▸ Problem to solve
Reproduce the material below verbatim, keeping every line and character unchanged.
^^^^^^^^
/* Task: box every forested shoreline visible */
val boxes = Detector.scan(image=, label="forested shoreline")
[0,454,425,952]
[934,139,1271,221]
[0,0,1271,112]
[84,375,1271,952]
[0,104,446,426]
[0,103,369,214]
^^^^^^^^
▸ Answer for this exercise
/* Task: box every forested shoreline visible */
val boxes = Detector.scan(image=, label="forested shoreline")
[0,454,425,952]
[934,139,1271,221]
[0,0,1271,112]
[84,375,1271,952]
[0,104,446,426]
[0,103,369,214]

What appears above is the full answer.